### [Task prompt]
Every line in the records below that holds the word "nightstand" is to be copied.

### [Data to use]
+ + + + +

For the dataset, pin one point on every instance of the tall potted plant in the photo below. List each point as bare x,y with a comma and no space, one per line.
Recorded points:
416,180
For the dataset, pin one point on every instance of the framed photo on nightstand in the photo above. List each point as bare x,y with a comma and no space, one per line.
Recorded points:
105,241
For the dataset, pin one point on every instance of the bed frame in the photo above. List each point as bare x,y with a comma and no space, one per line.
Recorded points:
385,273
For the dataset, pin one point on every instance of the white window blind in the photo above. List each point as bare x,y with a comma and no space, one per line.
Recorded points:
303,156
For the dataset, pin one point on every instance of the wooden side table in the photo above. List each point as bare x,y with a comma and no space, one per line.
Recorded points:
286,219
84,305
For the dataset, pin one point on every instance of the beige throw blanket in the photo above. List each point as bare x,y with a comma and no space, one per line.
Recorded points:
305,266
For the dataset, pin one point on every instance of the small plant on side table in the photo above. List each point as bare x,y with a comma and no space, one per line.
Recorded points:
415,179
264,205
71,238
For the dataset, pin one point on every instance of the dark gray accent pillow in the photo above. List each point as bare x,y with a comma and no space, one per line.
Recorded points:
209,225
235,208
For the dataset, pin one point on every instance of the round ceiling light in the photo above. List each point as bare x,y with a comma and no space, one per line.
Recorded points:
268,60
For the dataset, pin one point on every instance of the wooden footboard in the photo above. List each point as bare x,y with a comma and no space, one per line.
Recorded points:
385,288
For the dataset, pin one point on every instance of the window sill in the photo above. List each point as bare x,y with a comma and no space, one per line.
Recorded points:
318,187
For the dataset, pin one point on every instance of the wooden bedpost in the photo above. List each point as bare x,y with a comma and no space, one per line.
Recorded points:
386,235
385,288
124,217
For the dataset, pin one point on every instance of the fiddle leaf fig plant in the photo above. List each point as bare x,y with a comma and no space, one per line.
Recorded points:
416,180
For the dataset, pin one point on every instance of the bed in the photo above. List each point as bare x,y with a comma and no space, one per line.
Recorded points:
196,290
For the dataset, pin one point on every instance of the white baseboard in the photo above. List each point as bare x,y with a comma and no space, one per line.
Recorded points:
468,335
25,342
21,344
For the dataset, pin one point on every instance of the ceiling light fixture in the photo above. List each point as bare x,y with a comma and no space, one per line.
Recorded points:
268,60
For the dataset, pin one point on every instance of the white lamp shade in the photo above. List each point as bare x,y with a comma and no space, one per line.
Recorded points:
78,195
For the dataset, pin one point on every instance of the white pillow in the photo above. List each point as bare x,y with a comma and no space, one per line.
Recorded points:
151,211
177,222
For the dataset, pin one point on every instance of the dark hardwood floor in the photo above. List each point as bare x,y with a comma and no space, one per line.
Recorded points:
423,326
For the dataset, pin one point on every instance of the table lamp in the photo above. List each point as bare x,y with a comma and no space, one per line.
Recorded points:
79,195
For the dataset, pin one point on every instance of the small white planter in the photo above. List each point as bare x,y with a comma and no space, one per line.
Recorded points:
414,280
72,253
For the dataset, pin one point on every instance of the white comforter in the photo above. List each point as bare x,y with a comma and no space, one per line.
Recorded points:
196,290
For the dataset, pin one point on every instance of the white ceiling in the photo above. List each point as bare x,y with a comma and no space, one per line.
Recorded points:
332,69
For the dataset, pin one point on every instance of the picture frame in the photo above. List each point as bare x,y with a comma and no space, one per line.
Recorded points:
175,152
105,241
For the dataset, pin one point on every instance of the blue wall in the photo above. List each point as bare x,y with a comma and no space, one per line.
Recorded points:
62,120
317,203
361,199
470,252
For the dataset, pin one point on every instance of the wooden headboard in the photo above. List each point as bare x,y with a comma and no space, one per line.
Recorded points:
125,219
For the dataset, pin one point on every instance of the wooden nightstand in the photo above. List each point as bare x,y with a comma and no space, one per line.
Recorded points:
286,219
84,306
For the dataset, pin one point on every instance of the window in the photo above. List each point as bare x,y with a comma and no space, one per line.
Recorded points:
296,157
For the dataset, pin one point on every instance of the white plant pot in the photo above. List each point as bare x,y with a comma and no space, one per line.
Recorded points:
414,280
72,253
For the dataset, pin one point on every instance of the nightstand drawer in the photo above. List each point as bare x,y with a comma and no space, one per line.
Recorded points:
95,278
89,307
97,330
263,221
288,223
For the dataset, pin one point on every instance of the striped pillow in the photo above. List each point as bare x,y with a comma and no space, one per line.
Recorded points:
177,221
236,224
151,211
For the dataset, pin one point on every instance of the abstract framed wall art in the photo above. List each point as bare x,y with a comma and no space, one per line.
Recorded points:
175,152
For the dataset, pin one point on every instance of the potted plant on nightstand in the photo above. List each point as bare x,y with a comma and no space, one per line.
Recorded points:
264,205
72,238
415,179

+ + + + +

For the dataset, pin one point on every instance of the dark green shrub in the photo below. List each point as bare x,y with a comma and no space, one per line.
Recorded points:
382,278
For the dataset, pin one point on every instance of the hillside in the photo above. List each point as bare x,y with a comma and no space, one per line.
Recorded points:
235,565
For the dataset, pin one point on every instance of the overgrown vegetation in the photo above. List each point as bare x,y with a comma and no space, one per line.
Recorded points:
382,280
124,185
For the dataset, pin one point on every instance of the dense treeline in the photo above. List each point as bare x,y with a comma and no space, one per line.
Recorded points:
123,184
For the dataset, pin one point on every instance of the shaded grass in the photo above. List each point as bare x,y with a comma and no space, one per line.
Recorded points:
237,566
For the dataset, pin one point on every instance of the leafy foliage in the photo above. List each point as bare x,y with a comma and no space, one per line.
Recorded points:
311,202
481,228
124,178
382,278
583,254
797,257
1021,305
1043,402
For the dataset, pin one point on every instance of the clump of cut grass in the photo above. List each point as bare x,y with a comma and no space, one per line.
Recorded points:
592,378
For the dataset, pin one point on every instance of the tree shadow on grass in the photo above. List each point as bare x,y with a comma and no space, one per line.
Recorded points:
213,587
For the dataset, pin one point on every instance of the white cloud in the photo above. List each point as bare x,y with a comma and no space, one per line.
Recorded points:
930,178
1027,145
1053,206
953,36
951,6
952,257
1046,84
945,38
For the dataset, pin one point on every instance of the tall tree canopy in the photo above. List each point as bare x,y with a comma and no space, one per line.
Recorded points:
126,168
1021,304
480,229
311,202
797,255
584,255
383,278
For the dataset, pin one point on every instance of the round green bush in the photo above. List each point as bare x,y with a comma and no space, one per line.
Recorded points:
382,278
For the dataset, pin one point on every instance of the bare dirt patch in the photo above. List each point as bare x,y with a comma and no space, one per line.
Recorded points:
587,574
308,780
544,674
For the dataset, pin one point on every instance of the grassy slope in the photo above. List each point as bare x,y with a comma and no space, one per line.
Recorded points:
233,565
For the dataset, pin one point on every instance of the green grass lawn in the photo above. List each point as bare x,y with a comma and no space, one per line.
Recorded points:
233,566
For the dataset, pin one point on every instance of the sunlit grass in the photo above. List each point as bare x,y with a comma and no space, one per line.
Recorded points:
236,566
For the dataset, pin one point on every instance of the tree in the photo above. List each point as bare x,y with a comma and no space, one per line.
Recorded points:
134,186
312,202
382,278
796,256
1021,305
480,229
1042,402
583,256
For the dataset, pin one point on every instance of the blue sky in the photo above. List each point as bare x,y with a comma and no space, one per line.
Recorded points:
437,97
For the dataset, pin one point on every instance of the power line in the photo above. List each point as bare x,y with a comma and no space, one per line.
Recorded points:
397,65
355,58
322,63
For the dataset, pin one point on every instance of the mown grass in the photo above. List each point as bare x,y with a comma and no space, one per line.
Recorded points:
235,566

+ + + + +

### [Solution for this problem]
For the dataset, pin one point on every instance of the framed photo on nightstand in the photo above. List each point as bare x,y with a comma and no space, one per line.
For the dataset, pin one point on every instance of the wooden nightstand in the photo above. List each point as bare x,y with a comma and no space, one per line.
For the dataset, pin one point on every instance of the nightstand drawer in the photo above. List each point as bare x,y with a comma and no space, one per line.
For the dataset, pin one point on every instance of the potted plant on nightstand in the photo above. List each point as bare x,y with a comma and no space, one per line.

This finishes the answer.